* Exercise directions: Return each line of the listing below that contains the string "pole". Case counts.

━━━━━━━━━━

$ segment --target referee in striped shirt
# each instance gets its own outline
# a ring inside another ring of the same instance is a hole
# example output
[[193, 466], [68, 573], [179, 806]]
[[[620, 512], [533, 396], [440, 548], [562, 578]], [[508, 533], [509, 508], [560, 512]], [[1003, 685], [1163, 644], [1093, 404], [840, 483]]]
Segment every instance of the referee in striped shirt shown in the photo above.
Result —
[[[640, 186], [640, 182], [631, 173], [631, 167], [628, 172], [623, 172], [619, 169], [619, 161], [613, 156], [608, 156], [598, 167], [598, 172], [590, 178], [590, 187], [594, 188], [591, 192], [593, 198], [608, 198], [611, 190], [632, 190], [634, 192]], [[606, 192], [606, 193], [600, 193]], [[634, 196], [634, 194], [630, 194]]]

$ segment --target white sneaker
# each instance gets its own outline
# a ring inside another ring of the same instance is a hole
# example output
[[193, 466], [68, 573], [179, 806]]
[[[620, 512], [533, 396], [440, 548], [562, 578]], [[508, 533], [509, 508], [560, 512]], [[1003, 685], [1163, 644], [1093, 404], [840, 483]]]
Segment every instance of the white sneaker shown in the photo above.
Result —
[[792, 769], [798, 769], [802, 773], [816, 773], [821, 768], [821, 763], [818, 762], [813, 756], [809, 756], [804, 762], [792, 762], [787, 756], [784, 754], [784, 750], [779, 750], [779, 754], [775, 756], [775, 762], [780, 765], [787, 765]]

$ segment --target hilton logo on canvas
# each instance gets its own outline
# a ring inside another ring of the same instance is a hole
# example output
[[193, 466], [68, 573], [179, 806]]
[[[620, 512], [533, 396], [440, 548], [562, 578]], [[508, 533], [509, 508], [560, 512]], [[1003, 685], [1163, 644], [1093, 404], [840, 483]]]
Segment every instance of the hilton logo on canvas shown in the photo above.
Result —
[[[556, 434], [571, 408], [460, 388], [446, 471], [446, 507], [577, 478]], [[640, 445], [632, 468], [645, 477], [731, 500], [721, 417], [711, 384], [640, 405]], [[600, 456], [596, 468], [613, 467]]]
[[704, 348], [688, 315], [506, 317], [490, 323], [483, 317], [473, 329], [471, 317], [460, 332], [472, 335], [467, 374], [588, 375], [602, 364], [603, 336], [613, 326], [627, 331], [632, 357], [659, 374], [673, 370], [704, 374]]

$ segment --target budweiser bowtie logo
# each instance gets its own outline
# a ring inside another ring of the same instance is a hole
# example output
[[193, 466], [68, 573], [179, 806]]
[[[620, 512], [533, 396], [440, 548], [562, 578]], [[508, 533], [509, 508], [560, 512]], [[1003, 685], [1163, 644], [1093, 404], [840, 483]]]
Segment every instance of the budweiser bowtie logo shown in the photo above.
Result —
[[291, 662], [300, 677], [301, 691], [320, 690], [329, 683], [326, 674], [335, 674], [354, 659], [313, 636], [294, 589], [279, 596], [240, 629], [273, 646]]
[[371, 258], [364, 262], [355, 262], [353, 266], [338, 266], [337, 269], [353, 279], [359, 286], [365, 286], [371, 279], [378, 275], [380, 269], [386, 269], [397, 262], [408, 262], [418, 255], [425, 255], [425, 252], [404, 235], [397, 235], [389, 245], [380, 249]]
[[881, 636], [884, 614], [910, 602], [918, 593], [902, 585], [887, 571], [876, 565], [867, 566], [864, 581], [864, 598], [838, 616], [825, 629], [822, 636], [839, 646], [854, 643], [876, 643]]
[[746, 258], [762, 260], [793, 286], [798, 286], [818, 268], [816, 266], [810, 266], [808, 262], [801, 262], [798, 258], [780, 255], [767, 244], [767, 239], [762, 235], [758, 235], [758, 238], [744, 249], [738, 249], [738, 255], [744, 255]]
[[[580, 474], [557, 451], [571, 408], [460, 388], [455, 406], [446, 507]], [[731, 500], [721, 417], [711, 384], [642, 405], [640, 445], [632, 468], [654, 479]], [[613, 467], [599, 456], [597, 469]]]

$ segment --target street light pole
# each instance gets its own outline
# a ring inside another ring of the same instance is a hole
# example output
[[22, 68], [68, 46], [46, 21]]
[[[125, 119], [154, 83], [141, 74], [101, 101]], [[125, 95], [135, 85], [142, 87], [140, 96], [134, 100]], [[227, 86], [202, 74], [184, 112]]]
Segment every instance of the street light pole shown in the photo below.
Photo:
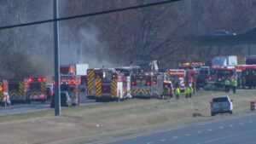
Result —
[[59, 22], [58, 19], [58, 0], [54, 0], [54, 45], [55, 45], [55, 115], [61, 115], [61, 101], [60, 101], [60, 52], [59, 52]]

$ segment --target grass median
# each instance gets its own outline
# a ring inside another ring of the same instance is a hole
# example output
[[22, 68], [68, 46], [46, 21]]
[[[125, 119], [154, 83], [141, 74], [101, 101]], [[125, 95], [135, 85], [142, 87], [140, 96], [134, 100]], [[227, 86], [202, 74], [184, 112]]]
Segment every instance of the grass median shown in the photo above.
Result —
[[[250, 112], [256, 90], [230, 93], [234, 115]], [[210, 116], [210, 101], [224, 92], [198, 92], [192, 99], [171, 101], [131, 100], [62, 108], [61, 117], [54, 110], [0, 117], [1, 143], [84, 143], [141, 132], [177, 127], [201, 121], [224, 118], [230, 114]]]

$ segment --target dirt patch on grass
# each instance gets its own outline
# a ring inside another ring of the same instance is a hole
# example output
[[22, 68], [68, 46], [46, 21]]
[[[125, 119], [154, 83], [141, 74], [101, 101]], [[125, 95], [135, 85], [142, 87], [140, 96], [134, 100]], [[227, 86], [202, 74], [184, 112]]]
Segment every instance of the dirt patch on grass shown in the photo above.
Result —
[[[256, 90], [230, 94], [234, 100], [234, 114], [248, 112]], [[54, 118], [53, 110], [44, 114], [0, 117], [1, 144], [77, 143], [119, 136], [134, 132], [229, 117], [210, 117], [212, 97], [223, 92], [202, 92], [192, 99], [179, 101], [132, 100], [62, 109], [62, 116]], [[27, 117], [27, 118], [26, 118]]]

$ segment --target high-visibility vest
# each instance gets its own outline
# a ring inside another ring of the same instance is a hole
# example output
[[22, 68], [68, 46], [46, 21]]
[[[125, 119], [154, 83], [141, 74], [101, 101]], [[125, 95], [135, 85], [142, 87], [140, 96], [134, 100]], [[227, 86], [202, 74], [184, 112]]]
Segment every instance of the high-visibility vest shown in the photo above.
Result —
[[230, 85], [230, 80], [225, 80], [225, 85]]
[[185, 89], [185, 94], [189, 94], [189, 92], [190, 92], [189, 88], [186, 87], [186, 89]]
[[236, 85], [237, 85], [237, 81], [236, 81], [236, 79], [234, 79], [234, 80], [232, 81], [232, 86], [236, 87]]
[[175, 88], [175, 95], [179, 95], [180, 94], [180, 89], [179, 88]]

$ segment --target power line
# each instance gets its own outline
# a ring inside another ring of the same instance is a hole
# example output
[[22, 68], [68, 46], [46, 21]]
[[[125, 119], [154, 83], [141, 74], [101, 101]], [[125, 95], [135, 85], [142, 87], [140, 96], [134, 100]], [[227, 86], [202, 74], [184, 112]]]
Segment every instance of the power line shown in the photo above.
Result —
[[58, 19], [45, 20], [29, 22], [29, 23], [24, 23], [24, 24], [10, 25], [10, 26], [0, 26], [0, 30], [21, 27], [21, 26], [32, 26], [32, 25], [49, 23], [49, 22], [54, 22], [55, 20], [62, 21], [62, 20], [72, 20], [72, 19], [96, 16], [96, 15], [101, 15], [101, 14], [111, 14], [111, 13], [116, 13], [116, 12], [121, 12], [121, 11], [126, 11], [126, 10], [131, 10], [131, 9], [143, 9], [143, 8], [147, 8], [147, 7], [157, 6], [157, 5], [162, 5], [162, 4], [171, 3], [178, 2], [178, 1], [181, 1], [181, 0], [166, 0], [166, 1], [162, 1], [162, 2], [156, 2], [156, 3], [147, 3], [147, 4], [141, 4], [141, 5], [137, 5], [137, 6], [131, 6], [131, 7], [126, 7], [126, 8], [120, 8], [120, 9], [116, 9], [90, 13], [90, 14], [84, 14], [68, 16], [68, 17], [63, 17], [63, 18], [58, 18]]

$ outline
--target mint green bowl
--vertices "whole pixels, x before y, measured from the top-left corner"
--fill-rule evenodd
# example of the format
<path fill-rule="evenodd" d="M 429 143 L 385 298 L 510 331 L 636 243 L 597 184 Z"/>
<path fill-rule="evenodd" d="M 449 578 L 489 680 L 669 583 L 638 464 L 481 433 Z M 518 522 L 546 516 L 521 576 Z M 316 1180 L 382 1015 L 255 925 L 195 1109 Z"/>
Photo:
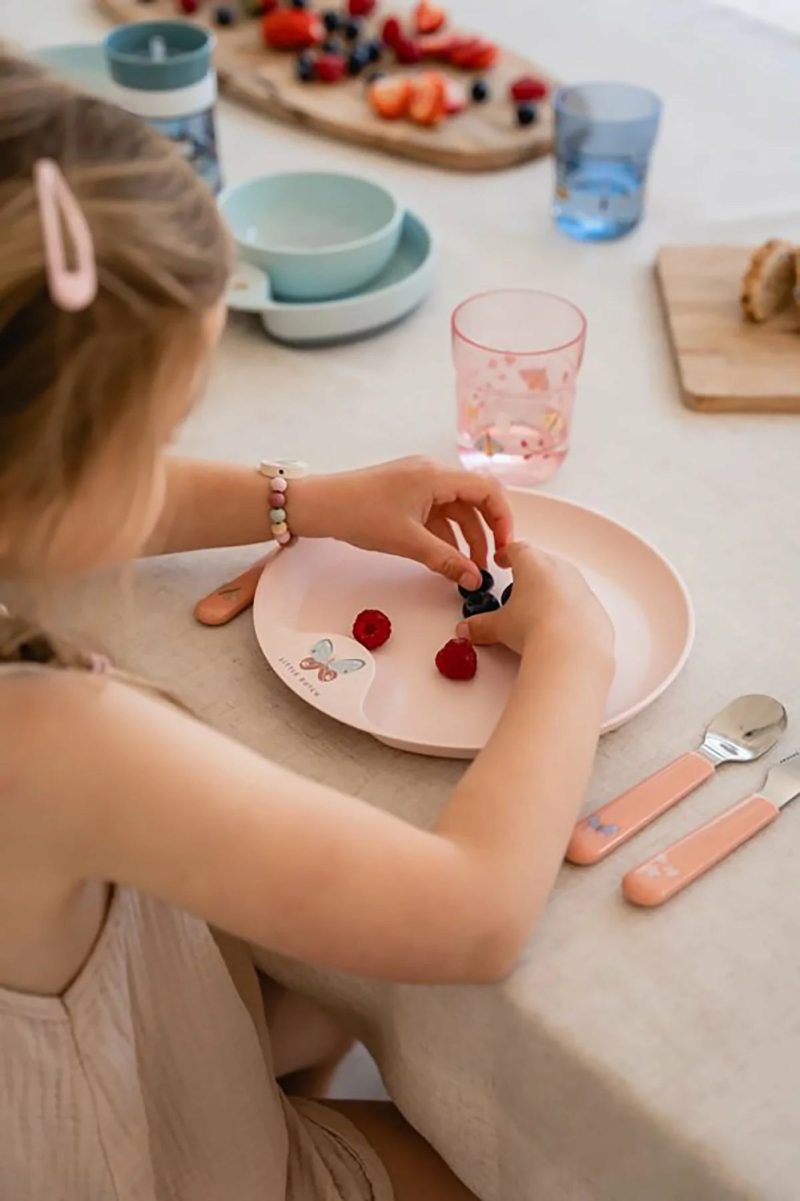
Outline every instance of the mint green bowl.
<path fill-rule="evenodd" d="M 267 271 L 279 300 L 329 300 L 369 283 L 394 255 L 404 217 L 380 184 L 315 171 L 261 175 L 219 203 L 239 258 Z"/>

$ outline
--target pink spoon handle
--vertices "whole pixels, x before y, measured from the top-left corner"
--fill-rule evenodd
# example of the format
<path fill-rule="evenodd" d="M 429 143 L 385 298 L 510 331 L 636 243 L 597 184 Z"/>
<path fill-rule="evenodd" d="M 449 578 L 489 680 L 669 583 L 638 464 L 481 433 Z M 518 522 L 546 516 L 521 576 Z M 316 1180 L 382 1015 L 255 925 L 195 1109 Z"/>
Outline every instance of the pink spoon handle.
<path fill-rule="evenodd" d="M 264 563 L 265 560 L 259 558 L 235 580 L 220 584 L 219 588 L 198 600 L 195 605 L 196 620 L 203 626 L 225 626 L 227 621 L 233 621 L 252 604 Z"/>
<path fill-rule="evenodd" d="M 697 751 L 681 755 L 579 821 L 567 859 L 571 864 L 598 864 L 712 775 L 714 765 L 705 755 Z"/>
<path fill-rule="evenodd" d="M 622 878 L 622 895 L 633 904 L 663 904 L 775 821 L 780 812 L 765 796 L 748 796 L 634 867 Z"/>

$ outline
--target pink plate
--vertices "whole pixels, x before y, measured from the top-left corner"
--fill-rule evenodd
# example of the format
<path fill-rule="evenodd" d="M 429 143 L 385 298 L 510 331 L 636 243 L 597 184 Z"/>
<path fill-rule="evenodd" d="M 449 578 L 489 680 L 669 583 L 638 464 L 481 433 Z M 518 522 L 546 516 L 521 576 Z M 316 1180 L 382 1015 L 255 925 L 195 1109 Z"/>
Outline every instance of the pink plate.
<path fill-rule="evenodd" d="M 541 492 L 511 495 L 518 537 L 580 567 L 611 616 L 617 668 L 604 731 L 614 729 L 652 704 L 686 663 L 694 637 L 686 587 L 616 521 Z M 508 579 L 495 570 L 497 592 Z M 390 640 L 374 655 L 351 637 L 362 609 L 392 620 Z M 315 709 L 404 751 L 468 759 L 495 727 L 517 657 L 480 649 L 474 680 L 446 680 L 434 656 L 460 616 L 454 585 L 336 542 L 299 542 L 275 555 L 253 604 L 268 663 Z"/>

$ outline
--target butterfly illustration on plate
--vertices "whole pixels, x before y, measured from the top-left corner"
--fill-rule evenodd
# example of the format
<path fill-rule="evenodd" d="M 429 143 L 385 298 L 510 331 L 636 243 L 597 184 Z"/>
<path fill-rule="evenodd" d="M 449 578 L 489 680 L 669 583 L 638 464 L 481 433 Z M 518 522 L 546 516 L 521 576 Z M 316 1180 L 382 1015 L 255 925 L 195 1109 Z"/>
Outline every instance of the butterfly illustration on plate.
<path fill-rule="evenodd" d="M 613 833 L 619 833 L 620 827 L 615 825 L 603 825 L 601 819 L 596 813 L 592 813 L 590 818 L 586 818 L 586 825 L 591 826 L 592 830 L 597 830 L 598 833 L 604 833 L 610 837 Z"/>
<path fill-rule="evenodd" d="M 311 653 L 300 659 L 303 671 L 316 671 L 322 683 L 333 683 L 340 675 L 350 675 L 365 668 L 364 659 L 338 659 L 333 652 L 333 643 L 323 638 L 311 647 Z"/>

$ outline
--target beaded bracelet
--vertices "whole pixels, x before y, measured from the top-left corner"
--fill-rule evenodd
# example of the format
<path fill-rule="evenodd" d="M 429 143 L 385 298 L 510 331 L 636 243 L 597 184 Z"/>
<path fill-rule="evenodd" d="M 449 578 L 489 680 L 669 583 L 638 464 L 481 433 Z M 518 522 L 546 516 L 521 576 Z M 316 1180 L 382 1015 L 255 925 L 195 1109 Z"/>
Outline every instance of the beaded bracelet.
<path fill-rule="evenodd" d="M 289 482 L 302 479 L 308 474 L 304 462 L 277 459 L 270 462 L 262 459 L 258 465 L 262 476 L 269 479 L 269 528 L 279 546 L 289 546 L 297 539 L 288 527 L 287 504 Z"/>

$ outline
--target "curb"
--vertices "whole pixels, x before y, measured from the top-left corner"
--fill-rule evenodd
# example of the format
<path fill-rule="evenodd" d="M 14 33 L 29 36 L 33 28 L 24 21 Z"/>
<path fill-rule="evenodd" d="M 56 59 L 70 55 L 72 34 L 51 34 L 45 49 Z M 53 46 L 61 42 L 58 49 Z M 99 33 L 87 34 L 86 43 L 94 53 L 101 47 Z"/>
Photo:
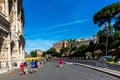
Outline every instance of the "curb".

━━━━━━━━━━

* Written answer:
$ segment --target street light pole
Segment every instance of the street light pole shown in the photo below.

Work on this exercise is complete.